#### Document extract
<<<<

No info the the logs too....


----------



## vivek (Jun 17, 2009)

64bit iSCSI have known issues like this. To solve your problem you can move to 32bit FreeBSD system with PAE kernel. If you google you will find this issue mentioned on various mailing lists. Someone need to fix iscsi issue.


----------



## LoZio (Jun 17, 2009)

vivek said:
			
		

> 64bit iSCSI have known issues like this. To solve your problem you can move to 32bit FreeBSD system with PAE kernel. If you google you will find this issue mentioned on various mailing lists. Someone need to fix iscsi issue.



Curious note:
You replied me minutes/hours ago. Looking in google for the problem you pointed me to, I can find this very post right now!
http://www.google.it/search?hl=it&q=64bit+iscsi+freebsd+problem&meta=&aq=f&oq=


----------



## DutchDaemon (Jun 17, 2009)

Every post here gets on Google in a matter of minutes. Maybe vB is pushing out XML site updates to search engines, like e.g. Wordpress?


----------



## vivek (Jun 17, 2009)

Yes, VB has add on called sitemap. It ping google sever as soon as you update the post or create a new thread. This way original web site get higher ranking and MFA (made for adsense website owner) who will steal from froums.freebsd.org will never see light at the end of day :e

Also, *.freebsd.org is a trusted domain name due to its non profit nature.


----------



## LoZio (Jun 18, 2009)

vivek said:
			
		

> 64bit iSCSI have known issues like this. To solve your problem you can move to 32bit FreeBSD system with PAE kernel. If you google you will find this issue mentioned on various mailing lists. Someone need to fix iscsi issue.



Well, I compiled and installed 
ftp://ftp.cs.huji.ac.il/users/danny/freebsd/iscsi-2.2.2.tar.gz.
Stock version is 2.0.x. Now it seems running even under benchmarking stress and real workload.
Hope it will stay up and running


----------

>>>>

(Location annotation dataset excerpts)

<<<<

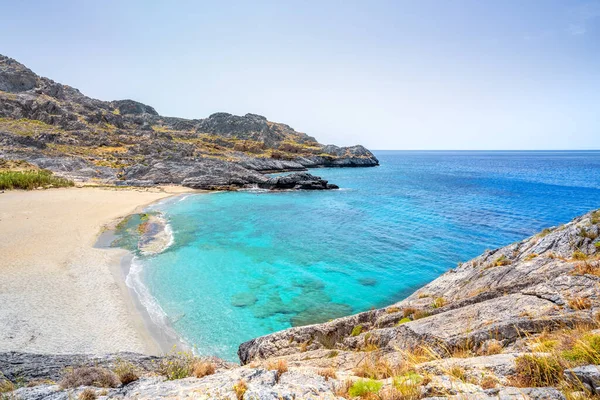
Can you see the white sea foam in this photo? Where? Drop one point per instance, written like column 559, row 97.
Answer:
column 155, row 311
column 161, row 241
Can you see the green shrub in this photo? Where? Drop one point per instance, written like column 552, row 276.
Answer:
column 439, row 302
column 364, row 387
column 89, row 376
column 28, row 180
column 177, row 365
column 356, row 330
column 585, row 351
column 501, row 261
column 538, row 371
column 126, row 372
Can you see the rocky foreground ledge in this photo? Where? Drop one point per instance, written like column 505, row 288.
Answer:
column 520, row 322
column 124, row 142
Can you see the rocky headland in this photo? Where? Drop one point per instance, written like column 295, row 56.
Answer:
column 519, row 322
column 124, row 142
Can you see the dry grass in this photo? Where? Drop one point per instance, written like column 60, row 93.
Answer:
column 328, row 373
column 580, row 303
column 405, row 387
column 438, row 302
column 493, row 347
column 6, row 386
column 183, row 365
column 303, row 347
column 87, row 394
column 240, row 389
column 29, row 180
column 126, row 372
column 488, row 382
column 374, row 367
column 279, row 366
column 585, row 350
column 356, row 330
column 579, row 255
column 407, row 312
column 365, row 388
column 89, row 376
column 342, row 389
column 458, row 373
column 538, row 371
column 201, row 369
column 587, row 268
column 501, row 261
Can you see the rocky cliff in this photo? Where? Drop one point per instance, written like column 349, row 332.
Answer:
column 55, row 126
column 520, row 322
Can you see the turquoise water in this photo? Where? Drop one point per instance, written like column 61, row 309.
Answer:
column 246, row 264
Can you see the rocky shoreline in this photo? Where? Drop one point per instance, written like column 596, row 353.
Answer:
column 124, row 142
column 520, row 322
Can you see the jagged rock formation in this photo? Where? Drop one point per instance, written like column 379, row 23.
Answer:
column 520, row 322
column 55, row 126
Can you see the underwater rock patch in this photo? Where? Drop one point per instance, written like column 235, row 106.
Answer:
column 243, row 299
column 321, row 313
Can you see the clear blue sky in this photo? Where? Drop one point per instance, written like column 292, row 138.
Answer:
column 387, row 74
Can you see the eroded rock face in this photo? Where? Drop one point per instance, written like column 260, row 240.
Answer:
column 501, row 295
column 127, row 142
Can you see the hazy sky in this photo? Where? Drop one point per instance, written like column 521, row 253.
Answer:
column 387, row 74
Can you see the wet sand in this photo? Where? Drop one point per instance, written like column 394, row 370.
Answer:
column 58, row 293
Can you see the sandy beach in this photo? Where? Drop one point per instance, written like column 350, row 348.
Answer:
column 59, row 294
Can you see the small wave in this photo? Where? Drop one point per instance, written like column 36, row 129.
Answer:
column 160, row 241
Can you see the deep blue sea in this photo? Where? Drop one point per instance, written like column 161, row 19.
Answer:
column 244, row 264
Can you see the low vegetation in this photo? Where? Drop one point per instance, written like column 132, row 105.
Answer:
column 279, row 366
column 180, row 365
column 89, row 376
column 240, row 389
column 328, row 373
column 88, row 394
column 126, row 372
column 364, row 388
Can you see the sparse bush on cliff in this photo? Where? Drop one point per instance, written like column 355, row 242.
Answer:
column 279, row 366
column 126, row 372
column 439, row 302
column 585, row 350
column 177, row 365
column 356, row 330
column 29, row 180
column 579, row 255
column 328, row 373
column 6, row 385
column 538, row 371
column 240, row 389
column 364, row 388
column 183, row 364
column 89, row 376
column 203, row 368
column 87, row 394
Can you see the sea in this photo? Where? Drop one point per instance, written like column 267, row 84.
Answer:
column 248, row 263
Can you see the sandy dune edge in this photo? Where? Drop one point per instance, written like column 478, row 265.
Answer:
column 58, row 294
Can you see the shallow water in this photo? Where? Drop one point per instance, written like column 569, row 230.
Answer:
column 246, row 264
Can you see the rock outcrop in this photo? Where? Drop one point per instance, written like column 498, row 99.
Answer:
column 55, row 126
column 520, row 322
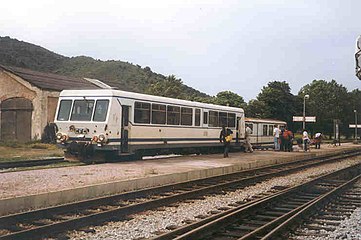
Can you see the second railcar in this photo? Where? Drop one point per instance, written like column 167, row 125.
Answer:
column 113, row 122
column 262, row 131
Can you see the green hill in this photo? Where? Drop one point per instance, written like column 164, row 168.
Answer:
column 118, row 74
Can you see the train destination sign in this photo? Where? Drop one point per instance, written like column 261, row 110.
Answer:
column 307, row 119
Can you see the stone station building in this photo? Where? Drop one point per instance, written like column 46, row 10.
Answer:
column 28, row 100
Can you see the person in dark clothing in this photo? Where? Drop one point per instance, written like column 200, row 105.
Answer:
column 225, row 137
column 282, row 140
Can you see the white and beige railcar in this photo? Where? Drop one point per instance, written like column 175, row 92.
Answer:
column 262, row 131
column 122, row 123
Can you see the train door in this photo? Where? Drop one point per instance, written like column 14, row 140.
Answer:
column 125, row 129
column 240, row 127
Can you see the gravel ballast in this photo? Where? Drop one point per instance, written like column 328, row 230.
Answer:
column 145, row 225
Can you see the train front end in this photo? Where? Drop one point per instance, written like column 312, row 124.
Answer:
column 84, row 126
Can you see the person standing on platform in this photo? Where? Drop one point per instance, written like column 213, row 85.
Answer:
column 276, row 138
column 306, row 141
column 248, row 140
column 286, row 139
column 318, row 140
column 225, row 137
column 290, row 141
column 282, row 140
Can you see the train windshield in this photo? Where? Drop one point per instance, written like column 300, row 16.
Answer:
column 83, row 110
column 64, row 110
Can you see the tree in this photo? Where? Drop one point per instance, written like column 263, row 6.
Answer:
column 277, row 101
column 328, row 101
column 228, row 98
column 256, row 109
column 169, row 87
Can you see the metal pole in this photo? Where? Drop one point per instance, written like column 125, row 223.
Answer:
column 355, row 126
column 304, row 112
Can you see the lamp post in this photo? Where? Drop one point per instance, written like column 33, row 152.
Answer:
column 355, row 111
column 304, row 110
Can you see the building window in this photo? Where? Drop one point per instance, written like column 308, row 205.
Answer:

>>>>

#### The request
Rewrite everything in the thread about 64-bit iSCSI from "## LoZio (Jun 18, 2009)" down to "and real workload.", putting "daily use" where "real workload" appears.

#### Response to this task
## LoZio (Jun 18, 2009)

vivek said:
			
		

> 64bit iSCSI have known issues like this. To solve your problem you can move to 32bit FreeBSD system with PAE kernel. If you google you will find this issue mentioned on various mailing lists. Someone need to fix iscsi issue.



Well, I compiled and installed 
ftp://ftp.cs.huji.ac.il/users/danny/freebsd/iscsi-2.2.2.tar.gz.
Stock version is 2.0.x. Now it seems running even under benchmarking stress and daily use.